BEGIN

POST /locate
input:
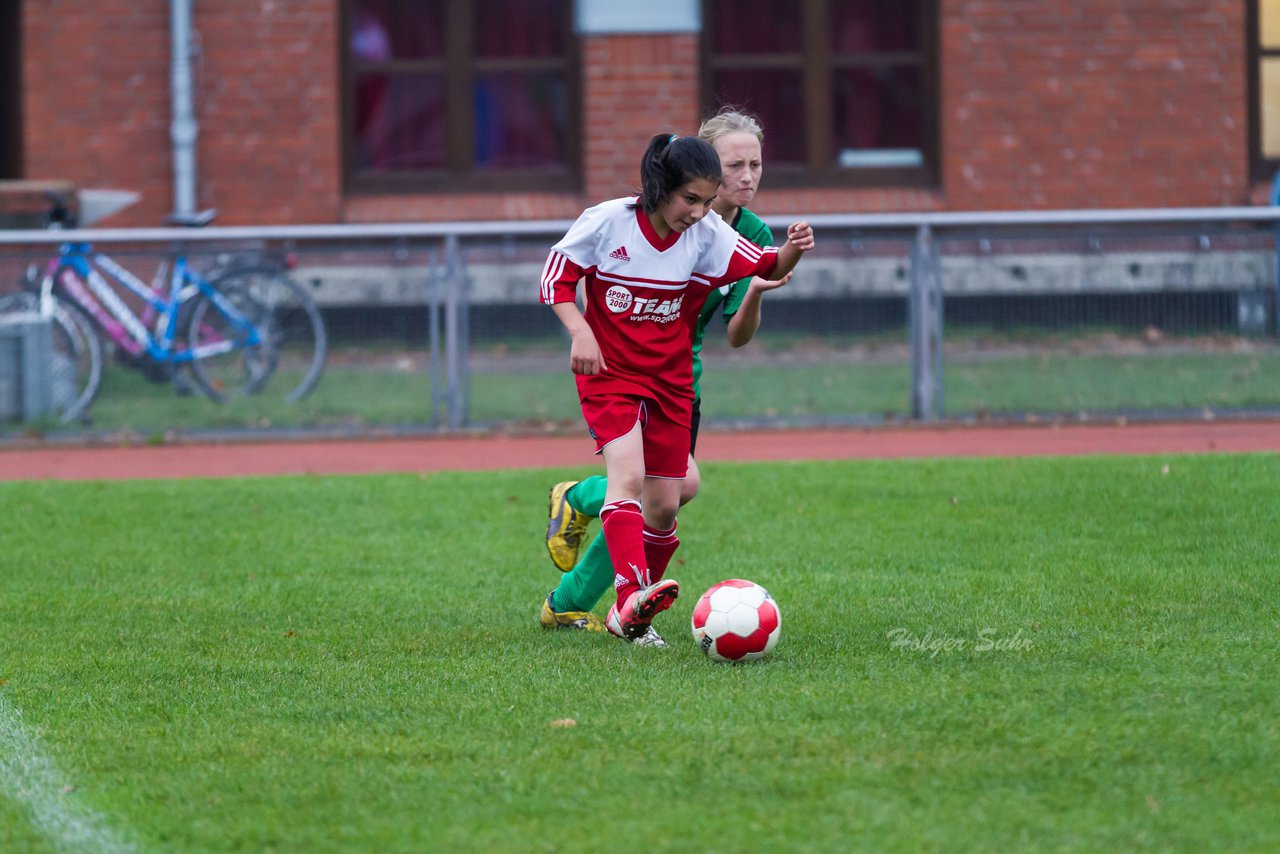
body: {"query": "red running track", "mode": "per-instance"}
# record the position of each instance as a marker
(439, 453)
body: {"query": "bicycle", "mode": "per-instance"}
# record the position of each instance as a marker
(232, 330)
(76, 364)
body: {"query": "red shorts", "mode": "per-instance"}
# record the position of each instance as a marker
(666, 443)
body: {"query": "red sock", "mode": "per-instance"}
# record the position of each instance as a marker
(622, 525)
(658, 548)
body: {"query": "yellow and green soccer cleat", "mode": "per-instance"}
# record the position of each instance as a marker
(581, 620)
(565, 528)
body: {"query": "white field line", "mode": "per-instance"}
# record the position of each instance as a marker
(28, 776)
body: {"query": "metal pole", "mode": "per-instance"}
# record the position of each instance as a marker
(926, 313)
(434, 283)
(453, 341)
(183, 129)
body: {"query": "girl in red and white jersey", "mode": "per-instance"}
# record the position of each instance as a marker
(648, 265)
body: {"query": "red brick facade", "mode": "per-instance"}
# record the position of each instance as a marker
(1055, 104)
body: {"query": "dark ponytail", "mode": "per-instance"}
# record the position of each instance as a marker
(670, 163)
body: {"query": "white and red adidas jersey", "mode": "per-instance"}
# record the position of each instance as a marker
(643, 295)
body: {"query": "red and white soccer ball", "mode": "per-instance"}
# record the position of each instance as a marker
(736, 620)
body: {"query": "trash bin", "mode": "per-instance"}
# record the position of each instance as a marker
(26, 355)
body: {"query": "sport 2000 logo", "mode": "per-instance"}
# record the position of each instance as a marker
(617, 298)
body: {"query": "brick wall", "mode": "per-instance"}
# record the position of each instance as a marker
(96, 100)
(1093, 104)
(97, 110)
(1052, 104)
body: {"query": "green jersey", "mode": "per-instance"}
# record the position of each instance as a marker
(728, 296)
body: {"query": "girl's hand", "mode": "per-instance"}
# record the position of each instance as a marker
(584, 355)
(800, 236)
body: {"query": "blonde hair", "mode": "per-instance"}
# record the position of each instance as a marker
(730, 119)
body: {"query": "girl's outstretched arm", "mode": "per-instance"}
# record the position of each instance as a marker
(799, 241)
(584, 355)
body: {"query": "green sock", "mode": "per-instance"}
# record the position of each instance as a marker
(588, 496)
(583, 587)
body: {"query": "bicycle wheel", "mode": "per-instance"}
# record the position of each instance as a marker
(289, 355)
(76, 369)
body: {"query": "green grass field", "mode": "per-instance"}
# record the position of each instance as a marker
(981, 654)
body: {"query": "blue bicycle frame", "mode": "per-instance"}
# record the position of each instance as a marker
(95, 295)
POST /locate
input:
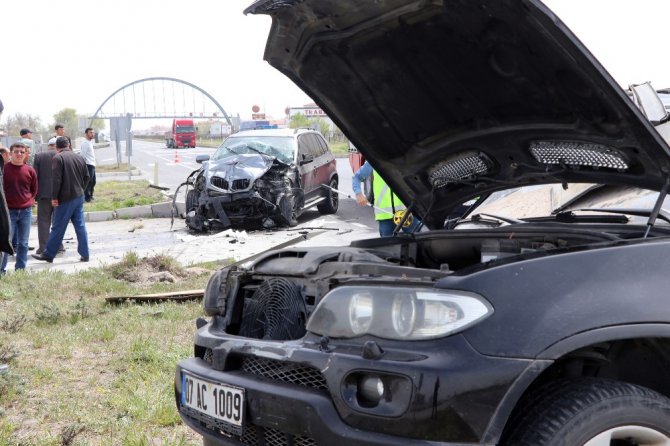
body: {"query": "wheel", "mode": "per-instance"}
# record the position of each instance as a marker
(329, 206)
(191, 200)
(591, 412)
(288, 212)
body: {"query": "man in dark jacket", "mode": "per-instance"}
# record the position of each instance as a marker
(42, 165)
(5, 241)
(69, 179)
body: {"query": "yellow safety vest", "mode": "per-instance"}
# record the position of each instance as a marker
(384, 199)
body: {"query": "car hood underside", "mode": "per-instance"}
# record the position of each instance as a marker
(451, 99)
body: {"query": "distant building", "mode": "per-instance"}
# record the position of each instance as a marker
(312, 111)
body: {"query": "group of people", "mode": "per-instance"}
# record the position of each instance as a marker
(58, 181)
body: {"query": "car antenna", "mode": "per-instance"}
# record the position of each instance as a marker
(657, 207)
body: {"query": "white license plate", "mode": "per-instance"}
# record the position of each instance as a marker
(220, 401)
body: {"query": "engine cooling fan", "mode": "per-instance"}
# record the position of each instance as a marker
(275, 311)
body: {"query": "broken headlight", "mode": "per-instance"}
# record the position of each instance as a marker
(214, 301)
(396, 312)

END
BEGIN

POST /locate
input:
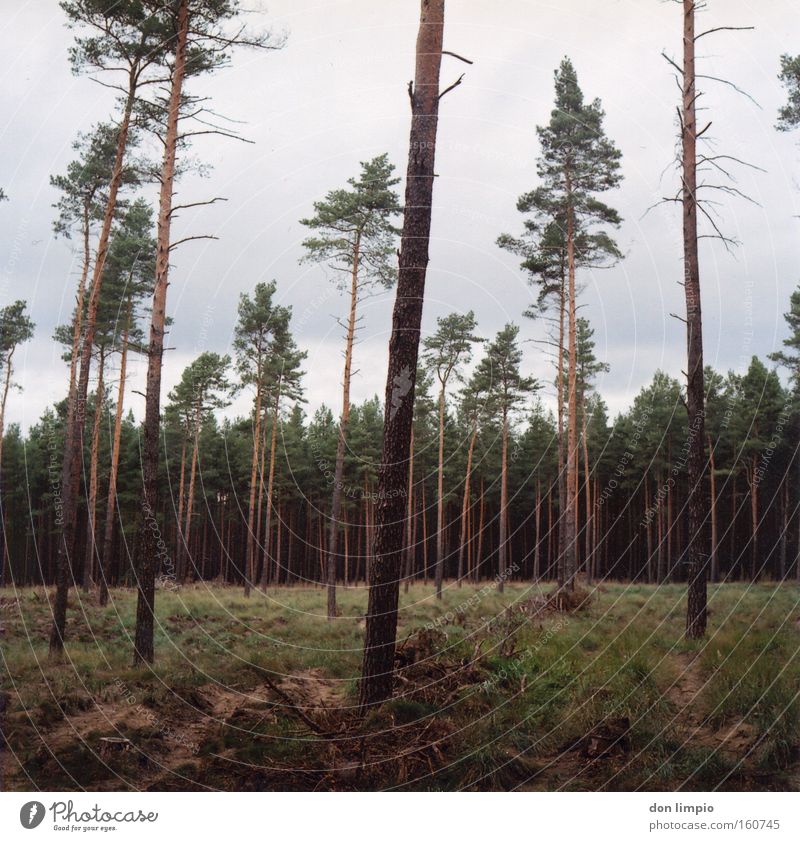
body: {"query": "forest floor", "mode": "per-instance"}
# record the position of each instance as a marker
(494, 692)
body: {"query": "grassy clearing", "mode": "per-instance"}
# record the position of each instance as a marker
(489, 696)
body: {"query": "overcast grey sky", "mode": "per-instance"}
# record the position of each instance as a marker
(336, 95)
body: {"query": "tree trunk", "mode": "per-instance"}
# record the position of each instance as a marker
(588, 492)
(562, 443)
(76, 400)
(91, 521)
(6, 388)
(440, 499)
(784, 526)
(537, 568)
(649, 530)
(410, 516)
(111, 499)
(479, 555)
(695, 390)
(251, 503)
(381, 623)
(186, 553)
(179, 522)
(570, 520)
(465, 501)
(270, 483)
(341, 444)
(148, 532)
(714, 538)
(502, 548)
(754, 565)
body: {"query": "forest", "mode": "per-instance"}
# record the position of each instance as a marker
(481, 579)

END

▶ _Instruction_: Pick out every line of the material above that contains the string "white", and copy each one in full. Match case exactly.

▶ _Exercise answer_:
body: {"query": "white field line", "mode": "per-instance"}
body: {"query": "girl in red and white jersey", "mode": "per-instance"}
body: {"query": "white and red adidas jersey", "mode": "per-instance"}
body: {"query": "red and white soccer ball", "mode": "per-instance"}
body: {"query": "white license plate", "mode": "per-instance"}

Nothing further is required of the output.